◆ **Extracted entries**
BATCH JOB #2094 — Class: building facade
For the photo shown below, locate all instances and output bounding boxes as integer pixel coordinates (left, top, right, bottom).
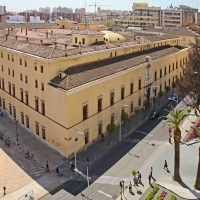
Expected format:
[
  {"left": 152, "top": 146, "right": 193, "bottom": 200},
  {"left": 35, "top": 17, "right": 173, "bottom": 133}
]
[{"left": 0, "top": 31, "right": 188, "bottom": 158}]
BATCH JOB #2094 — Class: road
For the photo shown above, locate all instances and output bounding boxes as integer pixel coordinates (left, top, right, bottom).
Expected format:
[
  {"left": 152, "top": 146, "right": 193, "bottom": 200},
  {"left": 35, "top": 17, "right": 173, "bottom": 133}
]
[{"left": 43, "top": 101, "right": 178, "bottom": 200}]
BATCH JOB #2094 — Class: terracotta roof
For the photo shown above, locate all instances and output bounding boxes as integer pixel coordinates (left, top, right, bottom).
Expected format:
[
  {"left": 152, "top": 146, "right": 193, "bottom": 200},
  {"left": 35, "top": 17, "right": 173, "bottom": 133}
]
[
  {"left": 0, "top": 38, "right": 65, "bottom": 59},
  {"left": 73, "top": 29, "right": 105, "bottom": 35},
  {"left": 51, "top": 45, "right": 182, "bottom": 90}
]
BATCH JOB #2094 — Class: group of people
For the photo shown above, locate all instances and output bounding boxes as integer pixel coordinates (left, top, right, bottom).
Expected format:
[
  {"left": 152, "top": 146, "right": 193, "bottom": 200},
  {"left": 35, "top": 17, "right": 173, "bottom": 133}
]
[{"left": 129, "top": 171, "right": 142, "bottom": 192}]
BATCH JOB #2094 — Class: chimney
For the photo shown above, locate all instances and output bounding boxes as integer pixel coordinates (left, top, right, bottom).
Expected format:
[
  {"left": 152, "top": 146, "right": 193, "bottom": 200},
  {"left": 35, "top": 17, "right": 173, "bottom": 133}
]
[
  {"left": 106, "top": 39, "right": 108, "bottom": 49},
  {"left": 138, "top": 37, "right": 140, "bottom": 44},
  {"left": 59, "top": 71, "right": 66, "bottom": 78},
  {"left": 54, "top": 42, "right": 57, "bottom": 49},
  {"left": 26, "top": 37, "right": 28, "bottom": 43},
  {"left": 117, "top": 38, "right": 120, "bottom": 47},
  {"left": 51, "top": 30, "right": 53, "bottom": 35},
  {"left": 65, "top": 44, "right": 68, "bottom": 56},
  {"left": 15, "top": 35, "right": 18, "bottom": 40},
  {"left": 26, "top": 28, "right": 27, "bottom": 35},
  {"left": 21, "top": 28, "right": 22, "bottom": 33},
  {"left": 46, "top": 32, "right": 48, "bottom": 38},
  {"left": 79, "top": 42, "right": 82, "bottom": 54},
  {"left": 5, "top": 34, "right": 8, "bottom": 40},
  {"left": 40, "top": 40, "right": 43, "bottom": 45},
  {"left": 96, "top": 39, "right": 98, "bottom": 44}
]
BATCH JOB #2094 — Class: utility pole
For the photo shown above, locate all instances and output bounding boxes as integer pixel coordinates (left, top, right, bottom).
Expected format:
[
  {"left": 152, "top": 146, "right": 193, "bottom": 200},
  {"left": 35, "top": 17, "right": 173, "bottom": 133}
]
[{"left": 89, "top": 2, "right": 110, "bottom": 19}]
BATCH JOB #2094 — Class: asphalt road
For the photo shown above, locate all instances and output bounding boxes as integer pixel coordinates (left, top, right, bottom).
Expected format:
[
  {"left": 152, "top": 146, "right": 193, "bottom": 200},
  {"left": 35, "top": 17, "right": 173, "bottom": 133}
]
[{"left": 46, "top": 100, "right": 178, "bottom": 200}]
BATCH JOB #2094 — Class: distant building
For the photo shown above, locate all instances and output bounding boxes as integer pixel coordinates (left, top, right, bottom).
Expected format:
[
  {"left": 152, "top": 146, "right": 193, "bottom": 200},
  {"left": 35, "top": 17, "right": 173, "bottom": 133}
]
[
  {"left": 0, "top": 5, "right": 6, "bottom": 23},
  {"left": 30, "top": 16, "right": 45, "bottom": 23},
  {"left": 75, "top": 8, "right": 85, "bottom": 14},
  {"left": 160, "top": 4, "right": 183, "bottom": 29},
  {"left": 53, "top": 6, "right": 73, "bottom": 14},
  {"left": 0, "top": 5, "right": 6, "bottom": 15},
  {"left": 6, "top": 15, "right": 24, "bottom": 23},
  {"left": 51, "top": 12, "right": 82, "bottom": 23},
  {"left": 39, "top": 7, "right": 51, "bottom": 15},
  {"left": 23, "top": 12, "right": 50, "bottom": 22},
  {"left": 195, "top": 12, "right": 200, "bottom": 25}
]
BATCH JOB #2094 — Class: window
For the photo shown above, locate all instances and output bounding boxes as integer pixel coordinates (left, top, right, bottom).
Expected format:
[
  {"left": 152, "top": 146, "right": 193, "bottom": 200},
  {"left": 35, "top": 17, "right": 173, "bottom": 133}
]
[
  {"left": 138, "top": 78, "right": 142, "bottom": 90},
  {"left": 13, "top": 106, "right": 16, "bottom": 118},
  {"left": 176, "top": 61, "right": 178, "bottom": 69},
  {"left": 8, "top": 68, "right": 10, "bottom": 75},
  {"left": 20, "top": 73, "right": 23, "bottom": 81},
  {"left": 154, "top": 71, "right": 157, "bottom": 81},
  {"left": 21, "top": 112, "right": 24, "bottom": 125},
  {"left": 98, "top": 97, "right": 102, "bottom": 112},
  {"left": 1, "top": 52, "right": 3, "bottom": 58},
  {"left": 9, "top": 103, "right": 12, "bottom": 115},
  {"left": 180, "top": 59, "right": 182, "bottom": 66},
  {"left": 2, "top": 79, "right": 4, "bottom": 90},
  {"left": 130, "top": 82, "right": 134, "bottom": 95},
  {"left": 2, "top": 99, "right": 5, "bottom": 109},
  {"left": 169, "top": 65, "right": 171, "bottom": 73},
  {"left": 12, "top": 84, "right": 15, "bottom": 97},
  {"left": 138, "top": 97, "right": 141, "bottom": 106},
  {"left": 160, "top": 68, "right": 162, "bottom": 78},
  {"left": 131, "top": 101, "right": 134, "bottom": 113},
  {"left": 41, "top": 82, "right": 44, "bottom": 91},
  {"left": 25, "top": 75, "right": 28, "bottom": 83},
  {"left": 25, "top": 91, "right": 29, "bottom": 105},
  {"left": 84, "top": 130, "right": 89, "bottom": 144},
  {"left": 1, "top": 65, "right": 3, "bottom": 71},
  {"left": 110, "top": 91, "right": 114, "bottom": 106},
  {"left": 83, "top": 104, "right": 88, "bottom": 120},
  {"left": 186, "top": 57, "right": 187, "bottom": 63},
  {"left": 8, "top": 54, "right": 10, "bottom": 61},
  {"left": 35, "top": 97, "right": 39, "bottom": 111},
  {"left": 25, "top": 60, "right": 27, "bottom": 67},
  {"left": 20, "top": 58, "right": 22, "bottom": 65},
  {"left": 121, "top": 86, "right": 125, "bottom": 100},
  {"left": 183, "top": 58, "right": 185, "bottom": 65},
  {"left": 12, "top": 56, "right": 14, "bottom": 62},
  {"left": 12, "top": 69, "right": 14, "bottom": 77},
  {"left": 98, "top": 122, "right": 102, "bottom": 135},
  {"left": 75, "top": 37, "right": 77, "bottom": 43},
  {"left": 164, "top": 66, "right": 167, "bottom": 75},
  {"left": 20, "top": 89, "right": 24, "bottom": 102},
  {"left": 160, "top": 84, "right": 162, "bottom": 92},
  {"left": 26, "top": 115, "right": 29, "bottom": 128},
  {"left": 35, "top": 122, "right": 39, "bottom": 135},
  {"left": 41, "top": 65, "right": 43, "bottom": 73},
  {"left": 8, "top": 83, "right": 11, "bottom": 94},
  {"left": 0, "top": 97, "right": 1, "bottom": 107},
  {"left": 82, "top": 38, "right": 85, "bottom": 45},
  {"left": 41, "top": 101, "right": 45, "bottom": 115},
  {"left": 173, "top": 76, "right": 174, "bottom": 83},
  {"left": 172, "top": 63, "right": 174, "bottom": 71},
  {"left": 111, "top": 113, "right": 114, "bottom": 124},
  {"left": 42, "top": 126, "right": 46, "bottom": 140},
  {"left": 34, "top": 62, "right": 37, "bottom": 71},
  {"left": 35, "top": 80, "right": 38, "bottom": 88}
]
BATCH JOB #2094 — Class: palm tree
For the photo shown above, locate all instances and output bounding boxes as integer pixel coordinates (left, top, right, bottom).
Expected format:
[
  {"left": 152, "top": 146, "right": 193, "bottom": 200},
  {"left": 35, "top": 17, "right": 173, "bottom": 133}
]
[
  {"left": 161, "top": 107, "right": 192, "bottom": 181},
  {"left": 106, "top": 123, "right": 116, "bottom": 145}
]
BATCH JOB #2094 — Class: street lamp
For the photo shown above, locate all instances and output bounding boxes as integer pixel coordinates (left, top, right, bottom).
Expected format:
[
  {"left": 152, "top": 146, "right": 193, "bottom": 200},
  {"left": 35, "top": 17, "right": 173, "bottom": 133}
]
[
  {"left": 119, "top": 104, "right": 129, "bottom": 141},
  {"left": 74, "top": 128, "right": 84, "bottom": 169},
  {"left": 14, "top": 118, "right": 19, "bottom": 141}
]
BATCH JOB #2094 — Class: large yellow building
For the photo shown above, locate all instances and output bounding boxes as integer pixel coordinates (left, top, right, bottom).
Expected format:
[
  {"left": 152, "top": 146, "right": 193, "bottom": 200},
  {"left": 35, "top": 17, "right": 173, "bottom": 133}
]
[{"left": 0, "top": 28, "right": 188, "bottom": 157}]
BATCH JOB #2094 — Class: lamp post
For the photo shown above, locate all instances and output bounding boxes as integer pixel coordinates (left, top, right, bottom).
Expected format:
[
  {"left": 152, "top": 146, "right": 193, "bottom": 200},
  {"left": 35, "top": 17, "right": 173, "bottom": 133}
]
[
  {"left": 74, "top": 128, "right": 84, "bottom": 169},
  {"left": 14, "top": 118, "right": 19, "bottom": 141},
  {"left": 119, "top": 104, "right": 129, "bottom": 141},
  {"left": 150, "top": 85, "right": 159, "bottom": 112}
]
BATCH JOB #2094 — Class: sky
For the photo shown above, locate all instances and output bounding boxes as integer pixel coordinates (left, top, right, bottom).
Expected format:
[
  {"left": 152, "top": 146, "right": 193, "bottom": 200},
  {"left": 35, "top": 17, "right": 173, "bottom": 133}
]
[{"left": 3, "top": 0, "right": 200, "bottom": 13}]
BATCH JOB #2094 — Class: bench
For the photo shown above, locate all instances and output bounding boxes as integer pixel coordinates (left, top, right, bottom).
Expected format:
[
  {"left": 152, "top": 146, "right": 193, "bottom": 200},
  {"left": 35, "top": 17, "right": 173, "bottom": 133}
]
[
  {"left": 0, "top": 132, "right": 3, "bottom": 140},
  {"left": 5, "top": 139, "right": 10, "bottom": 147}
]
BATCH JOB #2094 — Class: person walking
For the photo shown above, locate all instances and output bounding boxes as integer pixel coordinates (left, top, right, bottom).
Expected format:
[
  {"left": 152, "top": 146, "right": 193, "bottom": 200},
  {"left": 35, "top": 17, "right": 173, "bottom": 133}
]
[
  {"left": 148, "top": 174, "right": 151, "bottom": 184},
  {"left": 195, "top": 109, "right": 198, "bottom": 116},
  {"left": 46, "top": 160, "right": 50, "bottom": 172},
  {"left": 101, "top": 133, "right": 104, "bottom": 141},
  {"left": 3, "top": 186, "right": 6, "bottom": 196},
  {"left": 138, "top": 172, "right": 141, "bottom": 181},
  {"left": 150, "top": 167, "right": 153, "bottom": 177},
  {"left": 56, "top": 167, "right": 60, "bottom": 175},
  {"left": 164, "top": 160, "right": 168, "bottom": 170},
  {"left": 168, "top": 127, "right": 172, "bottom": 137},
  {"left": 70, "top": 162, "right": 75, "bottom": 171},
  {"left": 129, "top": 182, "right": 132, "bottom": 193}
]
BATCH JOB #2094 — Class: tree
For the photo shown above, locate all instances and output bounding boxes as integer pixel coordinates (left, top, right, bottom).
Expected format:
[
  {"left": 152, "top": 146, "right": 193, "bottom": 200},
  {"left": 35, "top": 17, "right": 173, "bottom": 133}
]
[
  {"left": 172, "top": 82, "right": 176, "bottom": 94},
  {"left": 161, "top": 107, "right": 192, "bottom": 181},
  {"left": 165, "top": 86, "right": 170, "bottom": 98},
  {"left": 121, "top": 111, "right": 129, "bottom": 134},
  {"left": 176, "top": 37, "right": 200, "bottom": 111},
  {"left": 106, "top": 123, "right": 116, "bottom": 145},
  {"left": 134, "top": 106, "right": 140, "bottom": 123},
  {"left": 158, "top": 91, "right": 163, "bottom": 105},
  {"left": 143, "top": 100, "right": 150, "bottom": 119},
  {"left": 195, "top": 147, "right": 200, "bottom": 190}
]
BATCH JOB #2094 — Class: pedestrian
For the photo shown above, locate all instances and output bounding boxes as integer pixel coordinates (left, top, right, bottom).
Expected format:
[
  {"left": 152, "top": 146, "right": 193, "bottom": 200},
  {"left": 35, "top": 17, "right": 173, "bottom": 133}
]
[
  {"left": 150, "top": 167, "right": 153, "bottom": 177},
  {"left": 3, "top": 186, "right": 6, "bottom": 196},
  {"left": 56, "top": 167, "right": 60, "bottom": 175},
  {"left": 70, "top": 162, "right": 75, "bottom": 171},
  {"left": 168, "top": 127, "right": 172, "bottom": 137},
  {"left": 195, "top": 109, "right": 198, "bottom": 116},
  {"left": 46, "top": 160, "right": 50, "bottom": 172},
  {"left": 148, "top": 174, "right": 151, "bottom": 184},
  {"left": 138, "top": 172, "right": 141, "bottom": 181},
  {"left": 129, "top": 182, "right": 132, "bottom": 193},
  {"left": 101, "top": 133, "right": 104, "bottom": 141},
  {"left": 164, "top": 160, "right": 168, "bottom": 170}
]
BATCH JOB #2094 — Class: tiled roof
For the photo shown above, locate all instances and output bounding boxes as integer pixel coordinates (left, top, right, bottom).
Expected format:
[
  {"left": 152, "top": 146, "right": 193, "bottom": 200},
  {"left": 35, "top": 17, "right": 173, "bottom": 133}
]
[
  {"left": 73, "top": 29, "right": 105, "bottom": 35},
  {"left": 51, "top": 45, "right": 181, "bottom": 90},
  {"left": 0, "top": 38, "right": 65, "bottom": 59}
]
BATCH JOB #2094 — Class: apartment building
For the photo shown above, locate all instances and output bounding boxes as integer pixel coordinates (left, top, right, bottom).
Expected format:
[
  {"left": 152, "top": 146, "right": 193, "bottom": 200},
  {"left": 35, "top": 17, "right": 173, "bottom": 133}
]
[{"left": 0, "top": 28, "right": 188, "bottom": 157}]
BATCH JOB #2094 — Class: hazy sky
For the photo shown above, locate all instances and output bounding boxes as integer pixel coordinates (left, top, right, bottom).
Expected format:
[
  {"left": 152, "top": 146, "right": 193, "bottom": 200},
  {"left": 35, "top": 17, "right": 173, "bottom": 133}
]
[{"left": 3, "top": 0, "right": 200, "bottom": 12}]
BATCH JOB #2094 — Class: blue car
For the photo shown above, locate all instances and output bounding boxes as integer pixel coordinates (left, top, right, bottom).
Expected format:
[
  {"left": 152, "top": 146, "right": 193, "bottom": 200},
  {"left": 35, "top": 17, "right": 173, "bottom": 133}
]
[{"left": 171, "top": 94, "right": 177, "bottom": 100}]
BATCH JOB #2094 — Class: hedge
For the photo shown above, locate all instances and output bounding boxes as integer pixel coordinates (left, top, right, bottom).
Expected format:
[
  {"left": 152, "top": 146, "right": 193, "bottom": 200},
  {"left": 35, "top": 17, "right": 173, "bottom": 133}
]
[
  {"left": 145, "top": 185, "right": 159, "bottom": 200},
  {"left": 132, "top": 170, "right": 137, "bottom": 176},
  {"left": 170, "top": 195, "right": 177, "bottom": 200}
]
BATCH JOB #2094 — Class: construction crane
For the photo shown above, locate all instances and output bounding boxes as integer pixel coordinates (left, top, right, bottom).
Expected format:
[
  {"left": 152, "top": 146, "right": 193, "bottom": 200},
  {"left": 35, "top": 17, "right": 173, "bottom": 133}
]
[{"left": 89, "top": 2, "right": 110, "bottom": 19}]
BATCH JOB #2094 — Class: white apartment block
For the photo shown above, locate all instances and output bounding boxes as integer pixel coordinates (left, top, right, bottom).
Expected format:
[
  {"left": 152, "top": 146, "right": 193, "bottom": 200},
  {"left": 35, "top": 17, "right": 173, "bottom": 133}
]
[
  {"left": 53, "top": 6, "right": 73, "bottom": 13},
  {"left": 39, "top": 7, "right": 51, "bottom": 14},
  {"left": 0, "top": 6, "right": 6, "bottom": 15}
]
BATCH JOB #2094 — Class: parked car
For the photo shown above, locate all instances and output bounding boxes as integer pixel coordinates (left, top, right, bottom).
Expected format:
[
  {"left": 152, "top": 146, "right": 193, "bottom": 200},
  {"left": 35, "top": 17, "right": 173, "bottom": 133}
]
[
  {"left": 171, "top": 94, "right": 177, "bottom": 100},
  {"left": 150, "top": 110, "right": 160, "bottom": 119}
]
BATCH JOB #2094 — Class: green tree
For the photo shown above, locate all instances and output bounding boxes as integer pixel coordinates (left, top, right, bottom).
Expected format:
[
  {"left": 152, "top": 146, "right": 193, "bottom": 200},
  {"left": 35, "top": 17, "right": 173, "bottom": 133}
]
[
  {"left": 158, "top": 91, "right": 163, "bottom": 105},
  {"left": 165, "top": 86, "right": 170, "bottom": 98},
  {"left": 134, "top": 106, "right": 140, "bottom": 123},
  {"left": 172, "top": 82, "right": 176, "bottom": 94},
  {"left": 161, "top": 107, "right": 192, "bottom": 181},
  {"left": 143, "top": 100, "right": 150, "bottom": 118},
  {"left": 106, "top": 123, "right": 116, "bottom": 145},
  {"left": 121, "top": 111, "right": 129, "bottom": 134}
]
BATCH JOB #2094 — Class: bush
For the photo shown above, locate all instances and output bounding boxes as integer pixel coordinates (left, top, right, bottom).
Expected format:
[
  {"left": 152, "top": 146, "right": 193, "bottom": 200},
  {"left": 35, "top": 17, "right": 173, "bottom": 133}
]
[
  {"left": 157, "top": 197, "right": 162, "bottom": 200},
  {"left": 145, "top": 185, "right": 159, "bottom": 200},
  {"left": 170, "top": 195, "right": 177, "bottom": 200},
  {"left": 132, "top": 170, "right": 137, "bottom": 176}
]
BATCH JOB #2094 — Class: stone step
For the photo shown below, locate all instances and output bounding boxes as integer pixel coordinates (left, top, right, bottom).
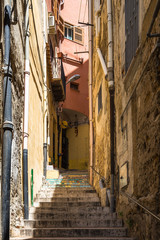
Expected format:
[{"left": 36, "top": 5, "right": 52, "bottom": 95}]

◆ **Activity**
Lines that contain "apartment" are the result; find them in the entries above and copy each one.

◆ **Written reply**
BATCH JOB #2094 — Class: apartment building
BATCH JOB #2094 — Class: white apartment block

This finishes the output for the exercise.